Each line below is to be written out in full, exactly as shown.

------ Task data ------

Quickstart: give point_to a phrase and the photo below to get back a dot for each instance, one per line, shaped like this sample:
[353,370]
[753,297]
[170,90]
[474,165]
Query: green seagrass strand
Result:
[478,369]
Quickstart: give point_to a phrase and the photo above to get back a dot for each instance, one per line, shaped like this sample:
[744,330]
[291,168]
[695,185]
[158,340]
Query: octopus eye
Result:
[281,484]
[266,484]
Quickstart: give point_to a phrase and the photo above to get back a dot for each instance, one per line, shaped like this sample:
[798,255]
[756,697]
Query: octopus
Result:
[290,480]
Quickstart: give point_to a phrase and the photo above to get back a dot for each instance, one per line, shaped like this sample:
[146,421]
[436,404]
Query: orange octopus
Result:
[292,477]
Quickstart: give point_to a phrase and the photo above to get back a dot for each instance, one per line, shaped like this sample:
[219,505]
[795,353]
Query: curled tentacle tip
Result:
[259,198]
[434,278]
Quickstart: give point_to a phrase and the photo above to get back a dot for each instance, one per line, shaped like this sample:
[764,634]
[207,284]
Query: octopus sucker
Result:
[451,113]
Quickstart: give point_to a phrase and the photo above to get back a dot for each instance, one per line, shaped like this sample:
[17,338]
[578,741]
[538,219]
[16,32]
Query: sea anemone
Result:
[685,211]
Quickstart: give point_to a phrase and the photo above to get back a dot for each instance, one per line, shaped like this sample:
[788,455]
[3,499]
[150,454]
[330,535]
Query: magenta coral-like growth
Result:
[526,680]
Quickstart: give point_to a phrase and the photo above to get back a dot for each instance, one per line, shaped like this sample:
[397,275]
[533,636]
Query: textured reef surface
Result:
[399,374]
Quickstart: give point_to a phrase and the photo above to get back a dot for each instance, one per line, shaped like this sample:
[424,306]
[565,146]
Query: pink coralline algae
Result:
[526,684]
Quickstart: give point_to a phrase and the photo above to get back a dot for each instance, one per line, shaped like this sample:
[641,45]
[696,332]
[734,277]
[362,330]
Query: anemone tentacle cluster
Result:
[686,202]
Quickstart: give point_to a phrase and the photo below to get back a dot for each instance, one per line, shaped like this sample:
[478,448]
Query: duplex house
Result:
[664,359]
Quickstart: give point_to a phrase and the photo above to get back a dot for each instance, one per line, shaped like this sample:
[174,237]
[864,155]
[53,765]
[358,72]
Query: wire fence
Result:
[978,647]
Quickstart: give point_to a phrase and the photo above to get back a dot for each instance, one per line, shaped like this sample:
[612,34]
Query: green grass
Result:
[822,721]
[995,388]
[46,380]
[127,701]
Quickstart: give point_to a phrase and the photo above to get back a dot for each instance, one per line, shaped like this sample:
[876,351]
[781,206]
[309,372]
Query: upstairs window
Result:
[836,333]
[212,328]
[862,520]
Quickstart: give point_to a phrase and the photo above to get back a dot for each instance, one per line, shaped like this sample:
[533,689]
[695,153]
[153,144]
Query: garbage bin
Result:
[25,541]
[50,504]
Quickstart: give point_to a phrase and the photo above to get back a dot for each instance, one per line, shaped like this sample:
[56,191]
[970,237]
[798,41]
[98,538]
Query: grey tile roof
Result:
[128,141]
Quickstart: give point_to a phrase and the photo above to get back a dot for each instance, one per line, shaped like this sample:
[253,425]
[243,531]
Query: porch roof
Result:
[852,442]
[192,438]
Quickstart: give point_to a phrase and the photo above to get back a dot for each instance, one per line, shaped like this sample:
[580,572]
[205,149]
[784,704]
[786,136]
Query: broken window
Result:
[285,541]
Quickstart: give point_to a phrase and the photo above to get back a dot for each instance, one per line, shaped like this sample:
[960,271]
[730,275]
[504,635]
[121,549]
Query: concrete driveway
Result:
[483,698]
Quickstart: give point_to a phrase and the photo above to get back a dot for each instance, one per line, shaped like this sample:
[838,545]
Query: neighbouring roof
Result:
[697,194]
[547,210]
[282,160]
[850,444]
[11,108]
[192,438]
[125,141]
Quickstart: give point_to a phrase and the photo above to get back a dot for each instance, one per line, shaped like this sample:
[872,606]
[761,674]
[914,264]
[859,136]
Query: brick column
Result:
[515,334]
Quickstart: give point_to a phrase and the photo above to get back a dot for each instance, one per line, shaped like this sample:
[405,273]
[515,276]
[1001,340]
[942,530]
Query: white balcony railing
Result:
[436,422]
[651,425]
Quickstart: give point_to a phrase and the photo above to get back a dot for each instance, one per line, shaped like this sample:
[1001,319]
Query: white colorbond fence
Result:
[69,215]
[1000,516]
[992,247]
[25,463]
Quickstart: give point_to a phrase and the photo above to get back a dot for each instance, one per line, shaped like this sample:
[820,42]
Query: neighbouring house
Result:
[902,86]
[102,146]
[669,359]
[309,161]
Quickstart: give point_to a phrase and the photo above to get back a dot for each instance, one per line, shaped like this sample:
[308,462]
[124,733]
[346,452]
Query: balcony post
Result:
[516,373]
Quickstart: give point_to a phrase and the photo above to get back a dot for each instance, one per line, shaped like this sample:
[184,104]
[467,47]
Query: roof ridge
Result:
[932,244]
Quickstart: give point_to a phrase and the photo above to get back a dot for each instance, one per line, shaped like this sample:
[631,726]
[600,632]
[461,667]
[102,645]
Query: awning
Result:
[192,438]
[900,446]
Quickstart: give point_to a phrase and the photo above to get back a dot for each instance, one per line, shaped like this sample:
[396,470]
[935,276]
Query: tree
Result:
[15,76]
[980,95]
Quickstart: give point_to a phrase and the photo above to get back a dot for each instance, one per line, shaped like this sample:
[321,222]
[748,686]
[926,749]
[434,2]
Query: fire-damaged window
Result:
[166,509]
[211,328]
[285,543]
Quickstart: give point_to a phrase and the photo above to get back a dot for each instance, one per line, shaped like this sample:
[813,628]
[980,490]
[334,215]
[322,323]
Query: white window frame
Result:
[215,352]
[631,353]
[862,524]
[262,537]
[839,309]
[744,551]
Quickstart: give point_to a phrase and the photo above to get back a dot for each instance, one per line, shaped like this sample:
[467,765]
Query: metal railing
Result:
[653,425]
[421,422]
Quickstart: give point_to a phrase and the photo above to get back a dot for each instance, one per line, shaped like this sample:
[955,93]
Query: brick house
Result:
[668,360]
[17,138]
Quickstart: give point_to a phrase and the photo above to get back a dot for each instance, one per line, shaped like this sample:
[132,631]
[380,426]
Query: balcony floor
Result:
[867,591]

------

:: Finished answer ::
Quickstart: give point_to a phrase and the photo below to get back a dot for each instance, one per line, shaped like this sample:
[353,370]
[753,297]
[170,90]
[474,165]
Query: green seagrass strand
Result:
[478,369]
Quickstart: give point_to a phrase and the photo above to get back a dot for each instance, one per line, shaped like this sample:
[744,330]
[291,168]
[695,185]
[158,340]
Query: octopus eye
Result:
[281,484]
[266,484]
Quickstart: give point_to a phrase and the photo above to get back a dot for each instance, one per line, shaped like this sample:
[798,255]
[756,697]
Query: octopus
Result:
[290,480]
Quickstart: give point_to a phrase and the photo above to get back a dot for each instance, one per line, shaped like this sample:
[146,421]
[436,404]
Query: orange octopus
Result:
[292,477]
Quickstart: give point_to a phrase and the photo above to get back a dot for each instance, one per line, shaped like this sample:
[219,505]
[795,353]
Query: curled tentacle tip
Result:
[259,198]
[434,278]
Quickstart: give point_to a phrase and the photo above to get back a dot for each instance, one per line, shaped like this sample:
[764,634]
[207,284]
Query: octopus sucker
Result:
[451,113]
Quickstart: give point_to a phrase and the photo above to get back a dot for each instance, one per line, shaped like this sample:
[17,338]
[578,741]
[538,219]
[16,32]
Query: sea anemone
Result:
[685,211]
Quickstart: give point_to a phrase and the photo above to get back a dot for each instance, one per line, shaped like this sample:
[788,455]
[3,499]
[150,454]
[330,535]
Query: magenta coral-like growth
Result:
[526,680]
Quickstart: give point_to a phrase and the photo above to get back a dot for each instance, one per line, shaped like this sample:
[397,275]
[533,636]
Query: textured reef surface
Result:
[399,374]
Quickstart: give point_to a phrase and the photo above to get back a dot for each instance, one per line, shaped like this sample:
[424,306]
[565,146]
Query: pink coralline algae
Result:
[526,684]
Quickstart: give point_to a phrase and the photo above to get back a dot for each instance, one per line, shaped like this sample:
[641,45]
[696,332]
[734,277]
[362,330]
Query: anemone tentacle cluster
Result:
[686,202]
Quickstart: give point_to a phrase and the photo below to get back a dot for each instance, one per line, shaped like this sample:
[478,448]
Query: duplex house
Result:
[664,359]
Quickstart: give point_to a phrase and the photo above to get back a dot for each instance, one per line, shaped like this sample:
[174,237]
[864,155]
[53,765]
[358,72]
Query: wire fence
Result:
[978,647]
Quickstart: give point_to a phrase and the photo above to get back a dot for each instance, one per line, shaped like this sample:
[612,34]
Query: green grass
Result:
[822,721]
[995,388]
[46,380]
[127,701]
Quickstart: give point_to a phrase and the photo above to get back a dot for each instance, one per line, shaped like this sample:
[876,351]
[781,206]
[309,372]
Query: upstairs window
Result:
[836,333]
[212,328]
[862,520]
Quickstart: give point_to a phrase and the photo above to get back a dot for each instance, one per line, shaped like this sample:
[533,689]
[695,153]
[153,144]
Query: garbage bin
Result:
[25,541]
[50,504]
Quickstart: give point_to a phrase and the photo above to get back a dot for each instance, one per line, shaped like this sample:
[56,191]
[970,237]
[798,41]
[98,538]
Query: grey tile roof
Result:
[128,141]
Quickstart: give point_to a phrase and the photo above to get back a dot for each instance, one per line, shaped like this sample:
[253,425]
[243,531]
Query: porch roof
Result:
[852,442]
[192,438]
Quickstart: give point_to a phrase and the photo above to get back a dot for each instance, one per line, shaped like this sample:
[580,572]
[205,149]
[784,704]
[786,136]
Query: broken window
Result:
[285,541]
Quickstart: give point_to a phrase and the photo above to get back a dot for each instance, one per line, shaped like this sample:
[960,271]
[730,275]
[504,635]
[121,549]
Query: concrete driveway
Result:
[483,698]
Quickstart: give point_to a phrase and the photo above to get back a dot for each instance, one per line, shaped like this sample:
[838,545]
Query: neighbouring roof
Result:
[697,194]
[547,210]
[282,160]
[850,444]
[11,108]
[192,438]
[125,141]
Quickstart: give point_to a phrase and the photo above to get back a dot for each instance, one per line, shaped like this sample:
[872,606]
[761,674]
[914,264]
[859,136]
Query: brick column
Result:
[515,334]
Quickstart: give point_to a phrase and the photo above to get back a dot for each instance, one per line, shaped like this sample:
[405,273]
[515,276]
[1001,340]
[942,530]
Query: white balcony railing
Result:
[436,422]
[651,425]
Quickstart: give point_to a phrase and the photo above to get back a dot for each instance, one per line, shaped like this sample:
[1001,319]
Query: white colorbond fence
Result:
[69,215]
[1000,516]
[992,247]
[25,463]
Quickstart: give point_to a phrase and the photo above to get back a dot for each instance, one per line, shaped like this sample:
[820,42]
Query: neighbouring house
Result:
[902,86]
[102,146]
[669,359]
[309,161]
Quickstart: give point_to a phrase and the photo above to get back a dot for each instance, one per line, shaped like this sample:
[308,462]
[124,733]
[346,452]
Query: balcony post
Result:
[516,373]
Quickstart: give point_to a phrase and the photo above to get back a dot for each instance, one per line, shaped like this sample:
[184,104]
[467,47]
Query: roof ridge
Result:
[932,244]
Quickstart: give point_to a phrase and the photo above to get back a dot for each instance, one per line, shaped like this sample:
[631,726]
[600,632]
[461,667]
[102,645]
Query: awning
Result:
[192,438]
[900,446]
Quickstart: give point_to a phrase and the photo above to get back a dot for each instance, one per line, shaped like this sample:
[396,470]
[935,276]
Query: tree
Result:
[15,76]
[980,95]
Quickstart: give point_to a phrase and the photo above to get back a dot for each instance, one per line, shaped like this sample:
[321,222]
[748,686]
[926,749]
[434,2]
Query: fire-damaged window
Result:
[166,509]
[211,328]
[285,543]
Quickstart: give point_to a phrase and the photo above to get back a dot for each instance, one per line, shaped like this sample:
[813,628]
[980,490]
[334,215]
[322,323]
Query: white window frame
Result:
[215,352]
[631,353]
[862,524]
[262,537]
[839,309]
[744,551]
Quickstart: give point_to a phrase and the photo above to get back a dot for each instance, one per line, shaped like this sample:
[467,765]
Query: metal railing
Result:
[653,425]
[421,422]
Quickstart: give point_to a phrase and the photo above to get back a dot for each instance, one per line, shaped like this sample:
[955,93]
Query: brick house
Result:
[668,360]
[17,138]
Quickstart: give point_to a phrase and the photo above to get back a dot for each instance, one per line, shaped like this sample:
[132,631]
[380,426]
Query: balcony floor
Result:
[867,591]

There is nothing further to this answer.